▸ **Source extract**
****

# Same field course, two directions?



## tmorelli (Jul 31, 2005)

We are gearing up to move back to our farm in TN. I have about 45 acres of wooded hillside and ridge top and I'm going to build a 14 target course. I also have access to the machinery for initial lane clearing and then for maintenance. I keep playing with the idea of building my butts so that they can rotate on a center axis (think- Lazy Susan) for the purpose of being able to play the course in either direction. On paper, it doesn't seem that hard. This will primarily be for my own enjoyment and training but would love to be able to host some small groups or tournaments so safety is of more concern than if it were just me.

Have you ever seen a range done this way? I want to be able to shoot full rounds and utilize the varying terrain that I have but would rather not buy, build and maintain 28 lanes/butts/trails, etc.... 14 sounds much better from that perspective. I understand that it will take more work than a traditional 14 but I'm reasonably convinced I can come up with a good, safe layout that gets me 28 unique looking targets without double the cost or double the work.

Any thoughts?


----------



## tmorelli (Jul 31, 2005)

Rough sketch to help communicate my thoughts.....

The red blobs are my house (to be) and shop building (starting now). The blue lines are driveway and past the shop is just an old farm/logging road bed....glorified 4 wheeler trail now. The perimeter is my property line. The top of the picture is east and is the top of the ridge. The bottom of the picture is a small creek...so everything slopes that way. The top of the ridge has highs and lows along it too.


----------



## Lazarus (Sep 19, 2005)

Sounds very innovative. Let me know, will provide labor for a few trips through the course on occasion.


----------



## tmorelli (Jul 31, 2005)

****

In the field course thread, what does tmorelli want the butts to rotate on so the course can be played in either direction?

▸ **Material provided**
****

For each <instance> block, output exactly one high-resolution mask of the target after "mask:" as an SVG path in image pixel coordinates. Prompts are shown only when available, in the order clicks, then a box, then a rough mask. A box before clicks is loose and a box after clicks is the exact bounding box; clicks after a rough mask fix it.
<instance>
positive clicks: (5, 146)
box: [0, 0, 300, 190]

****

▸ **Reply**
A center axis, like a Lazy Susan.